╭─ Stored data
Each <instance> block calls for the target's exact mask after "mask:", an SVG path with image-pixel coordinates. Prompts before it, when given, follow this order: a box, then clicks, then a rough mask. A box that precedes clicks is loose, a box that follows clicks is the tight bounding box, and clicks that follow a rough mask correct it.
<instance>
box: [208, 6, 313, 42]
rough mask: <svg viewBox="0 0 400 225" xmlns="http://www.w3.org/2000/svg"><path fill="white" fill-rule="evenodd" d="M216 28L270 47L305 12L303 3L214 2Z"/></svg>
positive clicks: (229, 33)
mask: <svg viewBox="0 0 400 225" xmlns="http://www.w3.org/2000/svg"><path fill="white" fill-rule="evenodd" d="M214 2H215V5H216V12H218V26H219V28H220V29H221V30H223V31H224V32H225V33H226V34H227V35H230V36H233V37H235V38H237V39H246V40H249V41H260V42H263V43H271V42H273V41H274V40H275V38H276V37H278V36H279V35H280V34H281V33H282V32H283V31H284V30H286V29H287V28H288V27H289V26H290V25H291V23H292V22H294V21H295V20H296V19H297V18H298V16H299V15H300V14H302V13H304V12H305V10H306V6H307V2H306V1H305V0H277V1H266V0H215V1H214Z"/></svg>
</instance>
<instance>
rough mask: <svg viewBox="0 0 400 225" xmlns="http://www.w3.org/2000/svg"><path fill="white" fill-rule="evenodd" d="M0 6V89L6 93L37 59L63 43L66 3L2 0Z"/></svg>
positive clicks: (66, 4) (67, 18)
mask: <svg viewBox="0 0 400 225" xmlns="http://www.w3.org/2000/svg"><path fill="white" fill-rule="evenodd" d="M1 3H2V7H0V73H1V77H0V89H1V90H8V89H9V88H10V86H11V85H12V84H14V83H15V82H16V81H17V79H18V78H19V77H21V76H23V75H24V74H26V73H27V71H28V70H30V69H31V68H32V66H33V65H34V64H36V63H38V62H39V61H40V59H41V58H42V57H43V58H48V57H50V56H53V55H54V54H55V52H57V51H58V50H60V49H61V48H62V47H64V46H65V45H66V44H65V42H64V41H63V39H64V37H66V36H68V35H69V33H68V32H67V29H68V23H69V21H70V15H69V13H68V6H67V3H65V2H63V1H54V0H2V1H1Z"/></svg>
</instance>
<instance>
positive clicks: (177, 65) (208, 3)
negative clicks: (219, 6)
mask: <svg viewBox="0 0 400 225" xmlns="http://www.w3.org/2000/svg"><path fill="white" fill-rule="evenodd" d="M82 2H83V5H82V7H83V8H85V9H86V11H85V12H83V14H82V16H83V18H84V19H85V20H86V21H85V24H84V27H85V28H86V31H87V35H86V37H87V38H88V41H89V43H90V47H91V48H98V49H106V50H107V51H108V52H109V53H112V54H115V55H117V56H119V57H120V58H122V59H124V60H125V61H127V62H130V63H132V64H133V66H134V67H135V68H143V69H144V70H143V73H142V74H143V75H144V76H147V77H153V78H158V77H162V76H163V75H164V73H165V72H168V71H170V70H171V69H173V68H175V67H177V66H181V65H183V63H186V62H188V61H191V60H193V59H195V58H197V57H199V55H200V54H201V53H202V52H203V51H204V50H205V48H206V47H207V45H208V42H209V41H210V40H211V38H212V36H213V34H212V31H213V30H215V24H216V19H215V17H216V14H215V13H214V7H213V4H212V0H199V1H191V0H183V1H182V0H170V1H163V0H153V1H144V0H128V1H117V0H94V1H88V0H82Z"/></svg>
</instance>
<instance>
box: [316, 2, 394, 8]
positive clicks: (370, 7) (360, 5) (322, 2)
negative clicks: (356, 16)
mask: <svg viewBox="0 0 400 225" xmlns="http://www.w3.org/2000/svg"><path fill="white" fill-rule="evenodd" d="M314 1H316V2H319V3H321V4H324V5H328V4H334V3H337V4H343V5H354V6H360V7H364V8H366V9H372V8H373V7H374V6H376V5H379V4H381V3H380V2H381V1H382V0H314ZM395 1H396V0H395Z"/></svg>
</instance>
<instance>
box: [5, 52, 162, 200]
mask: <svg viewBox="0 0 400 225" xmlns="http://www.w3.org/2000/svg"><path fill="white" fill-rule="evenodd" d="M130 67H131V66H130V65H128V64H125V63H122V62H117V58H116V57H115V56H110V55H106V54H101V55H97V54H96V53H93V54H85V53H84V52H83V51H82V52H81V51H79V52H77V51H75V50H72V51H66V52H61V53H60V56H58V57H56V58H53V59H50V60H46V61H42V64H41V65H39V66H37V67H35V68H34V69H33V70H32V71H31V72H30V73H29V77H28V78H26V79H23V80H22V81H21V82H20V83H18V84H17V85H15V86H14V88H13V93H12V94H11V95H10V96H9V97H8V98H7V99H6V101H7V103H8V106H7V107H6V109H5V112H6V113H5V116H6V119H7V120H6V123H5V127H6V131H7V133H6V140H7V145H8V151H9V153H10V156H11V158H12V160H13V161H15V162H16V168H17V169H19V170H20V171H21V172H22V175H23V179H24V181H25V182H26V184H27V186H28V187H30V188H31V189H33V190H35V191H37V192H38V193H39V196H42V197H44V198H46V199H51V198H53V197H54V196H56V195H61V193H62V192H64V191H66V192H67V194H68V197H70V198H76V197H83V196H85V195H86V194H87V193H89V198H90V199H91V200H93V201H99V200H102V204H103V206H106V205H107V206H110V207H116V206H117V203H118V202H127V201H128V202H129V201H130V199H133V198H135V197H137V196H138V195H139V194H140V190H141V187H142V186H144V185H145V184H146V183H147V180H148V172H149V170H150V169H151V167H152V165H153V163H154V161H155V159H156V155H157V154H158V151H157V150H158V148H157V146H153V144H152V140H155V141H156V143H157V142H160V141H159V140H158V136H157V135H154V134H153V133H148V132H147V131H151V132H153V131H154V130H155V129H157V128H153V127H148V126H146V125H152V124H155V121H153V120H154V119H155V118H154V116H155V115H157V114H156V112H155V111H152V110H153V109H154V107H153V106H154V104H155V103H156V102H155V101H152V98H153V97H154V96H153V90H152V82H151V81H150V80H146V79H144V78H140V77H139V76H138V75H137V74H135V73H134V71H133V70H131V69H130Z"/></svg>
╰─
- [Work instruction]
Output the full listing. Match it exactly.

- [Task result]
Each <instance> block calls for the target's exact mask after "mask:", an SVG path with image-pixel coordinates. Prompts before it, when given, follow this order: a box, then clicks, then a rough mask. A box that precedes clicks is loose, a box that follows clicks is the tight bounding box, and clicks that follow a rough mask correct it.
<instance>
box: [208, 6, 313, 42]
rough mask: <svg viewBox="0 0 400 225" xmlns="http://www.w3.org/2000/svg"><path fill="white" fill-rule="evenodd" d="M216 28L270 47L305 12L303 3L214 2Z"/></svg>
positive clicks: (229, 33)
mask: <svg viewBox="0 0 400 225" xmlns="http://www.w3.org/2000/svg"><path fill="white" fill-rule="evenodd" d="M214 2H215V5H216V12H218V26H219V28H220V29H221V30H223V31H224V32H225V33H226V34H227V35H230V36H233V37H235V38H237V39H246V40H249V41H260V42H263V43H271V42H273V41H274V40H275V38H276V37H278V36H279V35H280V34H281V33H282V32H283V31H284V30H286V29H287V28H288V27H289V26H290V25H291V23H292V22H294V21H295V20H296V19H297V18H298V16H299V15H300V14H302V13H304V12H305V10H306V6H307V2H306V1H305V0H277V1H266V0H215V1H214Z"/></svg>
</instance>
<instance>
rough mask: <svg viewBox="0 0 400 225" xmlns="http://www.w3.org/2000/svg"><path fill="white" fill-rule="evenodd" d="M0 6V89L6 93L37 59L63 43L66 3L2 0Z"/></svg>
positive clicks: (66, 4) (67, 18)
mask: <svg viewBox="0 0 400 225" xmlns="http://www.w3.org/2000/svg"><path fill="white" fill-rule="evenodd" d="M1 3H2V7H0V73H1V77H0V89H1V90H8V89H9V88H10V86H11V85H12V84H14V83H15V82H16V81H17V79H18V78H19V77H21V76H23V75H24V74H26V73H27V71H28V70H30V69H31V68H32V66H33V65H34V64H36V63H38V62H39V61H40V59H41V58H42V57H43V58H48V57H50V56H53V55H54V54H55V52H57V51H58V50H60V49H61V48H62V47H64V46H65V45H66V44H65V42H64V41H63V39H64V37H66V36H68V35H69V33H68V32H67V29H68V23H69V21H70V15H69V13H68V6H67V3H65V2H63V1H54V0H2V1H1Z"/></svg>
</instance>
<instance>
positive clicks: (177, 65) (208, 3)
negative clicks: (219, 6)
mask: <svg viewBox="0 0 400 225" xmlns="http://www.w3.org/2000/svg"><path fill="white" fill-rule="evenodd" d="M82 2H83V5H82V7H83V8H85V9H86V11H85V12H83V14H82V16H83V18H84V19H85V20H86V21H85V24H84V27H85V28H86V31H87V35H86V37H87V38H88V41H89V43H90V47H91V48H98V49H106V50H107V51H108V52H109V53H112V54H115V55H117V56H119V57H120V58H122V59H124V60H125V61H127V62H130V63H132V64H133V66H134V67H135V68H143V69H144V70H143V73H142V74H143V75H144V76H147V77H153V78H158V77H162V76H163V75H164V73H165V72H168V71H170V70H171V69H173V68H175V67H177V66H181V65H183V63H186V62H188V61H191V60H193V59H195V58H197V57H199V55H200V54H201V53H202V52H203V51H204V50H205V48H206V47H207V45H208V42H209V41H210V40H211V38H212V36H213V34H212V31H213V30H215V24H216V19H215V17H216V14H215V13H214V7H213V4H212V0H199V1H191V0H183V1H182V0H170V1H163V0H153V1H144V0H128V1H117V0H94V1H88V0H82Z"/></svg>
</instance>
<instance>
box: [316, 2, 394, 8]
positive clicks: (370, 7) (360, 5) (322, 2)
negative clicks: (356, 16)
mask: <svg viewBox="0 0 400 225" xmlns="http://www.w3.org/2000/svg"><path fill="white" fill-rule="evenodd" d="M314 1H316V2H319V3H321V4H324V5H328V4H334V3H337V4H343V5H354V6H360V7H364V8H366V9H372V8H373V7H374V6H376V5H379V4H381V3H380V2H381V1H382V0H314ZM395 1H396V0H395Z"/></svg>
</instance>
<instance>
box: [5, 52, 162, 200]
mask: <svg viewBox="0 0 400 225" xmlns="http://www.w3.org/2000/svg"><path fill="white" fill-rule="evenodd" d="M130 67H131V66H130V65H128V64H125V63H122V62H117V58H116V57H115V56H110V55H106V54H101V55H97V54H96V53H93V54H85V53H84V52H83V51H82V52H81V51H79V52H77V51H75V50H72V51H66V52H61V53H60V56H58V57H56V58H53V59H50V60H46V61H42V64H41V65H39V66H37V67H35V68H34V69H33V70H32V71H31V72H30V73H29V77H28V78H26V79H23V80H22V81H21V82H20V83H18V84H17V85H15V86H14V88H13V93H12V94H11V95H10V96H9V97H8V98H7V99H6V101H7V103H8V106H7V107H6V109H5V112H6V113H5V116H6V119H7V120H6V123H5V127H6V131H7V133H6V140H7V145H8V151H9V153H10V156H11V158H12V160H13V161H15V162H16V168H17V169H19V170H20V171H21V172H22V175H23V179H24V181H25V182H26V184H27V186H28V187H30V188H31V189H33V190H35V191H37V192H38V193H39V196H42V197H44V198H46V199H51V198H53V197H54V196H56V195H61V193H62V192H64V191H66V192H67V194H68V197H70V198H76V197H83V196H85V195H86V194H87V193H89V198H90V199H91V200H93V201H99V200H102V204H103V206H106V205H107V206H110V207H116V206H117V203H118V202H127V201H128V202H129V201H130V199H133V198H135V197H137V196H138V195H139V194H140V190H141V187H142V186H144V185H145V184H146V183H147V180H148V172H149V170H150V169H151V167H152V165H153V163H154V161H155V159H156V155H157V154H158V151H157V150H158V148H157V146H153V144H152V140H155V141H156V143H157V142H160V141H159V140H158V136H157V135H154V134H153V133H148V132H147V131H151V132H153V131H154V130H155V129H157V128H153V127H148V126H146V125H152V124H155V121H153V120H154V119H155V118H154V116H155V115H157V114H156V112H155V111H152V110H153V109H154V107H153V106H154V104H155V103H156V102H155V101H152V98H153V97H154V96H153V90H152V82H151V81H150V80H146V79H144V78H140V77H139V76H138V75H137V74H135V73H134V71H133V70H131V69H130Z"/></svg>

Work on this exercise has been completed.